• Consegna: Dal testo sulla riforma della RAI, riporta parola per parola la parte che si apre con le parole contenenti "Questa organizzazione aziendale, che" e si chiude con "telegiornale si sdoppia.".

• Brano da leggere:
******************************

Questa organizzazione aziendale, che si è andata formando negli anni di sviluppo e di affermazione della radiofonia prima e della televisione poi, è stata profondamente trasformata dalla legge di riforme che trasferisce il potere d'indirizzo e di controllo dal governo al Parlamento. Nella ristrutturazione della RAI si è inteso sostituire alla dipendenza gerarchica il rapporto funzionale e si è realizzata l'autonomia delle reti e delle testate giornalistiche. Da una direzione centrale per la radio si passa così a tre reti radiofoniche, scompaiono le direzioni centrali dello spettacolo TV e dei programmi TV culturali e scolastici e nascono tre reti televisive e un dipartimento per le trasmissioni scolastiche ed educative; da un giornale radio nascono tre giornali radio, uno per rete, e il telegiornale si sdoppia.

******************************

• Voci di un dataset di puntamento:
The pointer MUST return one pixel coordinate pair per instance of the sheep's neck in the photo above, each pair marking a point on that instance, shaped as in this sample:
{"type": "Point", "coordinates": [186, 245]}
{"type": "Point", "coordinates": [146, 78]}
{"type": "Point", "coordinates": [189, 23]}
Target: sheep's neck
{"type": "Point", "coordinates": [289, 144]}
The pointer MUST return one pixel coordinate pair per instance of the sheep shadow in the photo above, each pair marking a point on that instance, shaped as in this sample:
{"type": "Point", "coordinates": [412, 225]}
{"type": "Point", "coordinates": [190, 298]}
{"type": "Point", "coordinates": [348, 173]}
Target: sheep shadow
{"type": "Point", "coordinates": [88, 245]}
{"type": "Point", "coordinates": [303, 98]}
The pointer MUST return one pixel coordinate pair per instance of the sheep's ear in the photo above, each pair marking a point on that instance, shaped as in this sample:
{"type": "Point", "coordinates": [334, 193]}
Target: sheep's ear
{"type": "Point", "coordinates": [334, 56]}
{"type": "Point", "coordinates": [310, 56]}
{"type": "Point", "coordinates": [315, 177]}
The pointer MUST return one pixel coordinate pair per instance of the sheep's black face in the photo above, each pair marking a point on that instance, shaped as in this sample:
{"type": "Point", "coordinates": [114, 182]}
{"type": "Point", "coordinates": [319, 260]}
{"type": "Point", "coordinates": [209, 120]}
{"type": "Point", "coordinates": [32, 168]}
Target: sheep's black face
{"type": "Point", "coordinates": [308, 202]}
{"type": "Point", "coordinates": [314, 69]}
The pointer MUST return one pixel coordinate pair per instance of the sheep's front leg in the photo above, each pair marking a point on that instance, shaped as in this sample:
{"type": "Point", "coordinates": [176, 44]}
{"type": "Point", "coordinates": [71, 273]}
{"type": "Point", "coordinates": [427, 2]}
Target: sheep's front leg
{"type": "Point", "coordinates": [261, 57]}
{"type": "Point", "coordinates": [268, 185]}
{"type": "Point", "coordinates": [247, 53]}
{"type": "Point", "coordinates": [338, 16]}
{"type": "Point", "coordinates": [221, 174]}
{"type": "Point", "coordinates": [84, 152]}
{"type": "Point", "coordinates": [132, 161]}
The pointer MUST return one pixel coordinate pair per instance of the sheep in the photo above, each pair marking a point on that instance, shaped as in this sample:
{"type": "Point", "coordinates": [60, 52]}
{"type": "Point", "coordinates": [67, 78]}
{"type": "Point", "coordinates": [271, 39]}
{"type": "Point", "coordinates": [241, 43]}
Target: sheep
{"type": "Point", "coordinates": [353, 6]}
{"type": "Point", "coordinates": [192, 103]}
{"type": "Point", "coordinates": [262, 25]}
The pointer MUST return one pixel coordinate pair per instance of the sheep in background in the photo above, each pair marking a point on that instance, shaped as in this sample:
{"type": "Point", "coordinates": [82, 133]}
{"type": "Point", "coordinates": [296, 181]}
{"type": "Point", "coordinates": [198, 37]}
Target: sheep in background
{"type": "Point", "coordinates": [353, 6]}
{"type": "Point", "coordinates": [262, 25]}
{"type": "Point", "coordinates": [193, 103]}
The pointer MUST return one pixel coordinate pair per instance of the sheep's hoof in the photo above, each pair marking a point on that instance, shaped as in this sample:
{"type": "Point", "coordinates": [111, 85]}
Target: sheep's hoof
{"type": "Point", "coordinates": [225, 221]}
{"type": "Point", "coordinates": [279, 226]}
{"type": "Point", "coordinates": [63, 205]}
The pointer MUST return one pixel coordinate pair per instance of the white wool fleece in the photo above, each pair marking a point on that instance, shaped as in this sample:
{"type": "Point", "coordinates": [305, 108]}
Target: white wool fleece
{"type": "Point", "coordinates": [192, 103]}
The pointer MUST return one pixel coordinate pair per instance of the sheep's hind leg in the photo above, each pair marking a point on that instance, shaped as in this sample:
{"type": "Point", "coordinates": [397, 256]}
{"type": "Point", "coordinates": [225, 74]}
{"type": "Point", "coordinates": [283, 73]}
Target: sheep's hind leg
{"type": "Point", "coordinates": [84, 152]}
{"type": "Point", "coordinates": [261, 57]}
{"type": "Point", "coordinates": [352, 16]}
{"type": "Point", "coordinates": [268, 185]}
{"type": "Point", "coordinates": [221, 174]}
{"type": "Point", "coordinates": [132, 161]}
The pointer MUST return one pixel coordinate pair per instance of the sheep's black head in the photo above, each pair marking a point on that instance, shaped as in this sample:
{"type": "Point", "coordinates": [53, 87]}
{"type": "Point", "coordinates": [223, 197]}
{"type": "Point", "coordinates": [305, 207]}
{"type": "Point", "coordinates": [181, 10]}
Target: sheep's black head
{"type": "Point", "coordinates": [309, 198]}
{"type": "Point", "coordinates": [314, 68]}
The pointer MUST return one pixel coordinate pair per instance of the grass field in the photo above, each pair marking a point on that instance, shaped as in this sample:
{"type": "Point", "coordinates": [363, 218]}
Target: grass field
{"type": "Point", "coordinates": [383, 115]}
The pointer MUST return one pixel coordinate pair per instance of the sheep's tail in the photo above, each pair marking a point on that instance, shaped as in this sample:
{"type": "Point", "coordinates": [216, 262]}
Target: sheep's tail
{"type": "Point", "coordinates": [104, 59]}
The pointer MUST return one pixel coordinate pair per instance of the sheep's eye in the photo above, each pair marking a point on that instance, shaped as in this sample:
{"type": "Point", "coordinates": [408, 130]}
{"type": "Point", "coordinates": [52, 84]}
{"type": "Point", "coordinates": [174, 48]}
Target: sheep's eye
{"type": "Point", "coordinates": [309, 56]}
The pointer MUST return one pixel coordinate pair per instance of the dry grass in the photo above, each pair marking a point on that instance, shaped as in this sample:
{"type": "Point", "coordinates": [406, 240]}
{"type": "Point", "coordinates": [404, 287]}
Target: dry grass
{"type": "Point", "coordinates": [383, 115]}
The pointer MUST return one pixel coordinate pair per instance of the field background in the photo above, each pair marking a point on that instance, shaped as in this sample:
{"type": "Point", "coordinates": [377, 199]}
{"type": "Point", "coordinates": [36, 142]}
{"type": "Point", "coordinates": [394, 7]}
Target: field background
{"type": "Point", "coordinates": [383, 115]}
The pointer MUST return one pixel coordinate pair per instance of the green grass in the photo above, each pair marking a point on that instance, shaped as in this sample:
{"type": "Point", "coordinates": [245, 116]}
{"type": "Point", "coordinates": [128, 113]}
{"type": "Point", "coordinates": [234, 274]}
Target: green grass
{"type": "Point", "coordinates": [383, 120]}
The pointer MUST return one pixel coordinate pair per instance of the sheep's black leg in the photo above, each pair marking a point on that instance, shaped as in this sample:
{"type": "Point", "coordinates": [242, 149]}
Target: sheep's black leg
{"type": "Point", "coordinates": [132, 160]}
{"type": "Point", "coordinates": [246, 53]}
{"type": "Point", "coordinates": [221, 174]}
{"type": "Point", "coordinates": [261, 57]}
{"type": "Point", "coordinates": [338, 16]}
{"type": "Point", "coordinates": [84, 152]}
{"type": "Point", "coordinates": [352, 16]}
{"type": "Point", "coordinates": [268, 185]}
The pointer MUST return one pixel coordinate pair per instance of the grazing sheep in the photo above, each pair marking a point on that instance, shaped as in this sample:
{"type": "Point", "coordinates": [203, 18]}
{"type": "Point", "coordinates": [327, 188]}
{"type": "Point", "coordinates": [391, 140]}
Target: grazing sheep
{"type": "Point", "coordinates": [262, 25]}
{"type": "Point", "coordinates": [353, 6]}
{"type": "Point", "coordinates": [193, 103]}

******************************

• Risposta completa:
Questa organizzazione aziendale, che si è andata formando negli anni di sviluppo e di affermazione della radiofonia prima e della televisione poi, è stata profondamente trasformata dalla legge di riforme che trasferisce il potere d'indirizzo e di controllo dal governo al Parlamento. Nella ristrutturazione della RAI si è inteso sostituire alla dipendenza gerarchica il rapporto funzionale e si è realizzata l'autonomia delle reti e delle testate giornalistiche. Da una direzione centrale per la radio si passa così a tre reti radiofoniche, scompaiono le direzioni centrali dello spettacolo TV e dei programmi TV culturali e scolastici e nascono tre reti televisive e un dipartimento per le trasmissioni scolastiche ed educative; da un giornale radio nascono tre giornali radio, uno per rete, e il telegiornale si sdoppia.